Records
--*--

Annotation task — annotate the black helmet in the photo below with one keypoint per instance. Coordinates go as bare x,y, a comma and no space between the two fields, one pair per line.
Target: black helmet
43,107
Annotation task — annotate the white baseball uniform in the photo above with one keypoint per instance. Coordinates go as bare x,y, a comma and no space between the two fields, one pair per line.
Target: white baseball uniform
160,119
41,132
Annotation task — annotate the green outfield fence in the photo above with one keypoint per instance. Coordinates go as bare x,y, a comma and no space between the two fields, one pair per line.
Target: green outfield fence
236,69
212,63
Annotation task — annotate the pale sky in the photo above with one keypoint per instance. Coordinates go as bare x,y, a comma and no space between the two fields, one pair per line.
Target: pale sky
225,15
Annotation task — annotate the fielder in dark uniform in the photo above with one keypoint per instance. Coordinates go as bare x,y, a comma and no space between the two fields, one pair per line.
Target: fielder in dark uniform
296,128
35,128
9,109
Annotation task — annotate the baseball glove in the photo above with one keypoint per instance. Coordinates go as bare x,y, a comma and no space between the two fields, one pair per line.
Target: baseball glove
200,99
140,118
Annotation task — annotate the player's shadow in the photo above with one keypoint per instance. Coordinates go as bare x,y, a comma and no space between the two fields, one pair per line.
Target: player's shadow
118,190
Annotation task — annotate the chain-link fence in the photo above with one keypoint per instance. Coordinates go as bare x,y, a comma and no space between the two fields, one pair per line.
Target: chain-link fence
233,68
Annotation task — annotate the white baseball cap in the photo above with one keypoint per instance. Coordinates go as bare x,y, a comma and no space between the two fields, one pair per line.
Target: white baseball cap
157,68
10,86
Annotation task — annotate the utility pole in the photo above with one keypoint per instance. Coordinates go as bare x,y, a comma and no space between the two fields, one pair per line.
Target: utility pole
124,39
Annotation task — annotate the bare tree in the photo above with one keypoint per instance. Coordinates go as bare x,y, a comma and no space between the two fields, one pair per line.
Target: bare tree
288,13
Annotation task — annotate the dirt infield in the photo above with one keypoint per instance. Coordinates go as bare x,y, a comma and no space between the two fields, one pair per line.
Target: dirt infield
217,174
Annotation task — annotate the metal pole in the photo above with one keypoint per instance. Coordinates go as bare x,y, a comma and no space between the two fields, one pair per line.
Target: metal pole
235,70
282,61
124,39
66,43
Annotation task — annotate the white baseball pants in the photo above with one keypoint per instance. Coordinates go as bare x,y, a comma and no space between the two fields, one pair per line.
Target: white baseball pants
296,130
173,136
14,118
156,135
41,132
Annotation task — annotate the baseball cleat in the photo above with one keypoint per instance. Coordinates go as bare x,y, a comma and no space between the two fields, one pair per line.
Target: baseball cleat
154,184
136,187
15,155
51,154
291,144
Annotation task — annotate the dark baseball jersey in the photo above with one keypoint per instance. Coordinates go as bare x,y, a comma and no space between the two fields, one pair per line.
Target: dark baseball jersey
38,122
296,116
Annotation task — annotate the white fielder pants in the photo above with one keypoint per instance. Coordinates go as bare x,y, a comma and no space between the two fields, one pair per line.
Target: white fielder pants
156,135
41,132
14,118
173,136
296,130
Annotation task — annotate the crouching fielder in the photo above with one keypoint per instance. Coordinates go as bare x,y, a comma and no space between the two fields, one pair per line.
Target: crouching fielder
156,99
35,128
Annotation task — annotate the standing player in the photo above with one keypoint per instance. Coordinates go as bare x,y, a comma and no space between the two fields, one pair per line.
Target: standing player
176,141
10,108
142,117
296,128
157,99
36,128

--*--

*What to do:* Nothing may be left out: return each entry exactly as it reads.

*Exercise output:*
Annotation task — annotate the black helmet in the photo below with one keypoint per instance. Coordinates go as bare x,y, a comma and no space between the two fields, one pair per line.
Target: black helmet
43,107
Annotation task — annotate the white baseball uniform in the photo above with one keypoint per instance. Coordinates go as bare x,y, a comma and no space between the two fields, one pair per line.
Target: white baseball uniform
160,119
41,132
Annotation task — annotate the green outfield fence in the photo above with one keypoint per instance. Coordinates go as bare x,y, a comma and no space between the two fields, one pair per line.
Target: green outfield fence
236,69
212,63
Annotation task — annotate the pale sky in the photo above with one keypoint per instance. Coordinates go as bare x,y, a comma and no space between the two fields, one pair per line.
Target: pale sky
225,15
Annotation task — annotate the fielder in dark uniform in the photo above with one keypoint per instance. Coordinates go as bare x,y, a comma and no space between the two fields, one pair per line.
Target: fielder in dark uniform
296,128
35,128
9,109
Annotation task — annotate the baseball glove in the photo above with one keypoint per instance. Coordinates go as bare x,y, a comma and no space between the two fields, one pair per line.
Target: baseball glove
200,99
140,118
Annotation task — annotate the player's shadow in the photo above with one keypoint per instance. Coordinates go as bare x,y, a comma and no space between the two fields, one pair per line.
Target: player's shadow
118,190
Annotation task — annotate the chain-link fence in the photo above with one keypoint per instance. Coordinates go as bare x,y, a comma and no space between the two fields, one pair per line.
Target: chain-link fence
233,68
Annotation task — annotate the white baseball cap in the photo above with one keypoint per instance. Coordinates go as bare x,y, a comma and no space between the two fields, one pair per line.
Target: white baseball cap
157,68
10,86
Annotation task — annotate the utility pole in the photo above with one keypoint per instance. Coordinates go as bare x,y, a comma and no space between the two fields, one pair per line.
Target: utility pole
124,39
Annotation task — annotate the bare tree in the photo above with one keypoint per instance. Coordinates go as bare x,y, a comma and no space between the two fields, one pair per line.
Target: bare tree
288,13
Annotation task — annotate the dirt infield in the photo above with one keypoint per instance. Coordinates go as bare x,y, a comma and no space between the two fields, one pair per line.
Target: dirt infield
217,174
Annotation task — annotate the metal pole in the photo above with one keypoint per instance. Coordinates go as bare x,y, a comma and no space between the two fields, one pair per line.
Target: metal pole
235,70
282,61
124,39
66,43
Annotation task — annotate the white baseball pants in the photo above with one keypoint per instance. Coordinates go as bare x,y, a comma and no space between the two fields, one pair per line.
Target: white baseball pants
296,130
173,136
14,118
156,135
41,132
Annotation task — annotate the baseball cleat in the photo above with one keypoint per instance. Coordinates go as bare x,y, a comma and no space between the two fields, one pair per line.
Target: baseball cleat
154,184
136,187
15,155
51,154
291,144
Annotation task — annotate the dark baseball jersey in the photo above with one keypoint per instance. Coordinates go as bare x,y, a comma and no space between the two fields, one pair per line.
Target: dark baseball jersey
38,122
296,116
Annotation task — annotate the white fielder pants in the photo above with one keypoint per instance. Coordinates go as bare x,y, a comma and no space between the two fields, one pair per line.
Target: white fielder pants
156,135
41,132
14,118
173,136
296,130
Annotation task — annotate the crouching fielder in the photo above with one keypoint per instance. Coordinates go as bare x,y, a comma and no space between the two fields, one pair per line.
Target: crouching fielder
156,99
35,128
Annotation task — annotate the standing player in the photo above with one keypoint per instance. Coordinates go as bare x,y, a comma and no space between the two fields, one pair per line.
Target: standing player
176,141
10,108
142,117
296,128
157,99
36,128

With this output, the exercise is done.